==== Provided data ====

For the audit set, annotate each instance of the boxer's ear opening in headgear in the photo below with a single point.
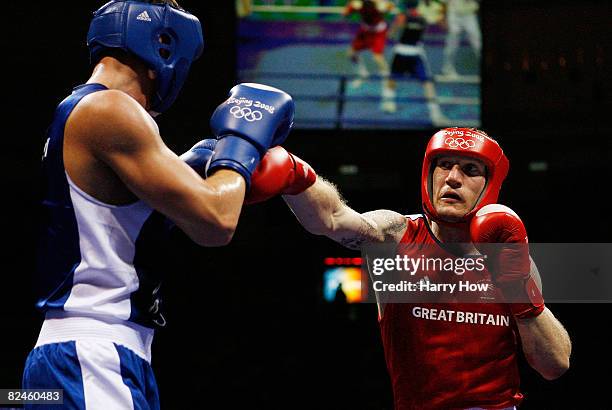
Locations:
(468, 142)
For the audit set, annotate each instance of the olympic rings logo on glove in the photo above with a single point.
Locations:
(459, 143)
(246, 113)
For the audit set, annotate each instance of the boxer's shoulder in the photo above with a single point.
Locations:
(107, 116)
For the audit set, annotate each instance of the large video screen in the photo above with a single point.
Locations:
(366, 64)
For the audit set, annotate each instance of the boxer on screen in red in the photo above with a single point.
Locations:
(435, 360)
(372, 35)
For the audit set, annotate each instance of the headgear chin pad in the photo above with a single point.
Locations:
(468, 142)
(166, 39)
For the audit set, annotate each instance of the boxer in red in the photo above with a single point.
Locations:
(449, 355)
(372, 35)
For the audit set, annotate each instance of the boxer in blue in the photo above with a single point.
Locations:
(113, 190)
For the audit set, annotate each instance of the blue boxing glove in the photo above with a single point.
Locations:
(199, 155)
(254, 118)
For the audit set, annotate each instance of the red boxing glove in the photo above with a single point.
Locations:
(279, 173)
(509, 261)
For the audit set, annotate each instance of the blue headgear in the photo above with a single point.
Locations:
(168, 40)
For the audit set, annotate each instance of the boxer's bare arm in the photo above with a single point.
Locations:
(118, 132)
(545, 341)
(321, 210)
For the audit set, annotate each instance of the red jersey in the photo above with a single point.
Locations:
(449, 355)
(372, 13)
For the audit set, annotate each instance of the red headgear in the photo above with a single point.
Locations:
(468, 142)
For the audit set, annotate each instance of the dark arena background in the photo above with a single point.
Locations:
(248, 326)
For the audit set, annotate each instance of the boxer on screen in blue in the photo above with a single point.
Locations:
(112, 191)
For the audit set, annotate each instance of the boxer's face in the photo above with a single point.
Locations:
(457, 183)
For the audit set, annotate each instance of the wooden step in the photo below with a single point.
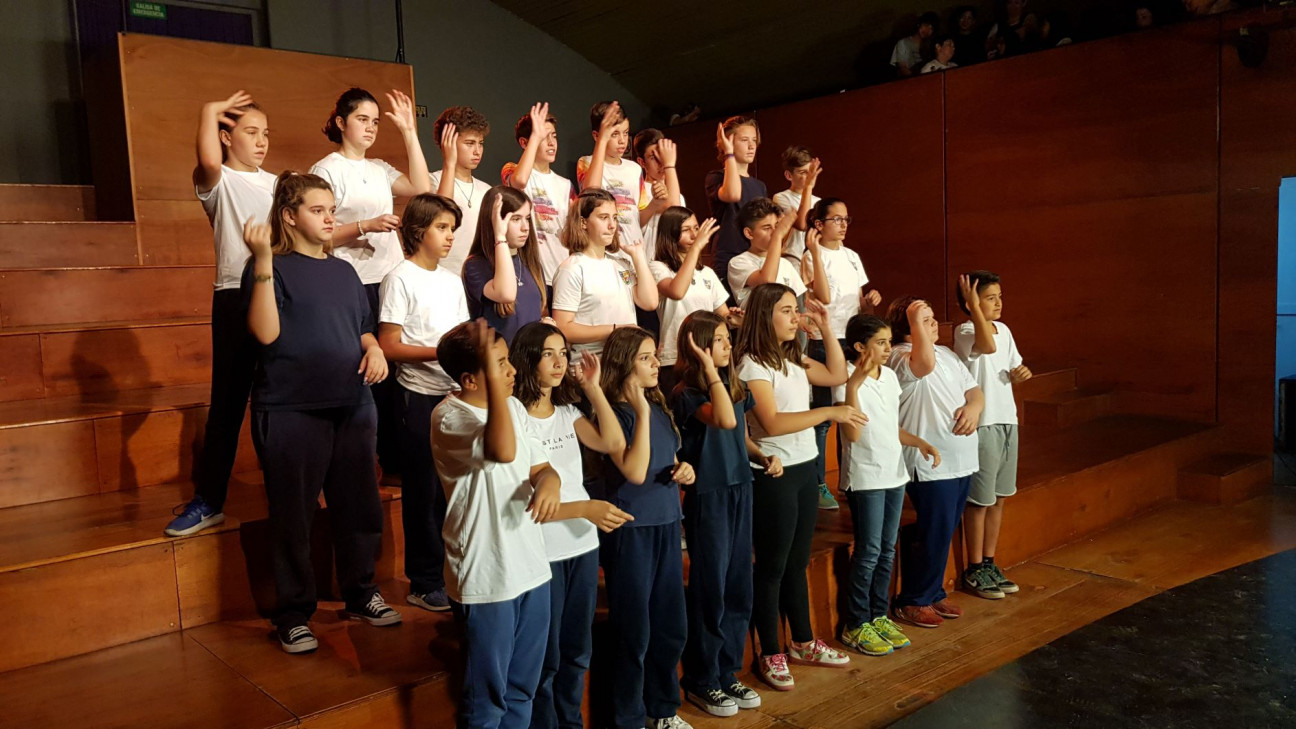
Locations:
(1065, 409)
(47, 203)
(64, 296)
(48, 244)
(1226, 478)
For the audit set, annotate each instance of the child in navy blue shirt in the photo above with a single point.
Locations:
(314, 420)
(710, 406)
(643, 562)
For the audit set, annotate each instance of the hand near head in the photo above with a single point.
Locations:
(402, 112)
(257, 238)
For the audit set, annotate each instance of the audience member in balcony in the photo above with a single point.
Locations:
(550, 192)
(462, 134)
(710, 406)
(907, 55)
(986, 346)
(872, 481)
(366, 234)
(941, 404)
(801, 169)
(784, 509)
(314, 420)
(551, 387)
(233, 138)
(643, 563)
(732, 187)
(944, 59)
(421, 301)
(503, 276)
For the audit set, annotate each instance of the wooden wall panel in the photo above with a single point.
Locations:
(163, 99)
(1087, 178)
(881, 152)
(1257, 149)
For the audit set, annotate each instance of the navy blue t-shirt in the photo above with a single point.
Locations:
(656, 501)
(718, 455)
(323, 310)
(729, 231)
(526, 309)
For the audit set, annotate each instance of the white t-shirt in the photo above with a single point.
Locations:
(569, 537)
(789, 200)
(651, 231)
(362, 190)
(745, 263)
(469, 199)
(992, 371)
(427, 305)
(494, 550)
(846, 276)
(551, 197)
(876, 461)
(232, 201)
(791, 394)
(600, 291)
(927, 409)
(705, 293)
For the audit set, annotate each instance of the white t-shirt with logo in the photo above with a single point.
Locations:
(600, 291)
(362, 190)
(745, 263)
(235, 199)
(427, 305)
(569, 537)
(791, 394)
(927, 409)
(494, 549)
(876, 461)
(469, 199)
(992, 371)
(846, 276)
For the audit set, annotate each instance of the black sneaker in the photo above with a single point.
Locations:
(297, 638)
(743, 695)
(376, 612)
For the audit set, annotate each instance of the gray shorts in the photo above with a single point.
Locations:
(997, 478)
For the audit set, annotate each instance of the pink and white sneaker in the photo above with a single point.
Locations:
(774, 671)
(818, 653)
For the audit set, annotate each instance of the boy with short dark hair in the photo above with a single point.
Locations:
(462, 134)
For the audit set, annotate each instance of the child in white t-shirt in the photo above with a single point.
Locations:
(462, 134)
(608, 169)
(233, 139)
(986, 346)
(421, 301)
(941, 404)
(766, 226)
(551, 388)
(499, 490)
(550, 192)
(872, 481)
(599, 286)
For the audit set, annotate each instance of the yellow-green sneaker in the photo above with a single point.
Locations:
(866, 640)
(889, 632)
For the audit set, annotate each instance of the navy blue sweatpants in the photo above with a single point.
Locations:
(718, 525)
(504, 650)
(573, 596)
(644, 573)
(925, 546)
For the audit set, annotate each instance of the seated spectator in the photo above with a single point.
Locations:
(907, 55)
(944, 56)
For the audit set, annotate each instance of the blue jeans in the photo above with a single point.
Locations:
(875, 518)
(573, 594)
(506, 649)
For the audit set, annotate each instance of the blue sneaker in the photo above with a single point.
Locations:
(195, 516)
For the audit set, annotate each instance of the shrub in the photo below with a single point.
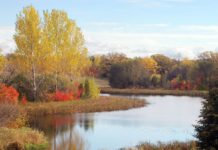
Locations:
(91, 89)
(24, 100)
(155, 79)
(63, 96)
(23, 138)
(8, 94)
(8, 112)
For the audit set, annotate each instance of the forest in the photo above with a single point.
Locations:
(157, 71)
(51, 72)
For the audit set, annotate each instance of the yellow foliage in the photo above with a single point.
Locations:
(150, 64)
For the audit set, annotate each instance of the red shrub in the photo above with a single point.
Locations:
(24, 100)
(8, 94)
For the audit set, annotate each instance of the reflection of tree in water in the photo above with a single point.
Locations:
(69, 141)
(86, 121)
(60, 130)
(50, 125)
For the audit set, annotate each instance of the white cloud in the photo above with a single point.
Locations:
(179, 42)
(7, 44)
(144, 44)
(157, 3)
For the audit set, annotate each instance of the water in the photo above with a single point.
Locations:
(165, 119)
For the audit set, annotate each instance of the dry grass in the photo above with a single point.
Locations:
(21, 138)
(170, 146)
(82, 106)
(154, 92)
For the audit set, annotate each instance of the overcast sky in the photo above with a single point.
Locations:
(177, 28)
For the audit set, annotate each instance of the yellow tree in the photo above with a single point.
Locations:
(150, 64)
(29, 53)
(66, 42)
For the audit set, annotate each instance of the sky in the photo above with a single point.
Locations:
(176, 28)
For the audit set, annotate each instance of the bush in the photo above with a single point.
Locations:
(63, 96)
(23, 138)
(8, 94)
(8, 113)
(91, 89)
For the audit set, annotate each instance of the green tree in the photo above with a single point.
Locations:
(207, 130)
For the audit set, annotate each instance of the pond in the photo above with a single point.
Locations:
(165, 119)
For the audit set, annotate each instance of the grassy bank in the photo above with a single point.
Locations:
(82, 106)
(170, 146)
(22, 138)
(153, 92)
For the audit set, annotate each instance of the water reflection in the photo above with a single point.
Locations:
(165, 119)
(60, 130)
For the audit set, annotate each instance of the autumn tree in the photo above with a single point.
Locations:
(65, 41)
(108, 60)
(29, 53)
(208, 67)
(150, 64)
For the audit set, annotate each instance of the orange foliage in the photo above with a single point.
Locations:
(24, 100)
(181, 85)
(8, 94)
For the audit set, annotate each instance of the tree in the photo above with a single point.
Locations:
(208, 67)
(108, 60)
(91, 89)
(150, 64)
(164, 65)
(66, 43)
(129, 74)
(207, 130)
(29, 53)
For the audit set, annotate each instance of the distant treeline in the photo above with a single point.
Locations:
(157, 71)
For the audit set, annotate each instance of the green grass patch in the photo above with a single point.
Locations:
(22, 138)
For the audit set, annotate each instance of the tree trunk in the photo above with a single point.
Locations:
(56, 84)
(34, 83)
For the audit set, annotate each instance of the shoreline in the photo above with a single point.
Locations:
(101, 104)
(159, 92)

====

▶ **How to complete this task**: Once you find the line containing "For the audit set, annotate each instance of the tree in", copy it and every line after it through the end of the records, exactly as they stand.

▶ **Solution to the exercise**:
For the audit set, annotate each instance of the tree in the photo above with a single point.
Locations:
(208, 67)
(108, 60)
(91, 89)
(150, 64)
(164, 65)
(66, 43)
(129, 74)
(207, 130)
(29, 53)
For the audit set, annotate each instance of the distant treeline in the photo above with a single point.
Locations:
(157, 71)
For the audit set, annotate each instance of the green grass patch in the photo above with a single point.
Locations:
(22, 138)
For the audit set, annotate each instance of the tree trunk in the photo above with a single point.
Locations:
(56, 84)
(34, 83)
For the audit set, annotate each instance of the shoreline in the photo above with a single point.
Locations:
(101, 104)
(159, 92)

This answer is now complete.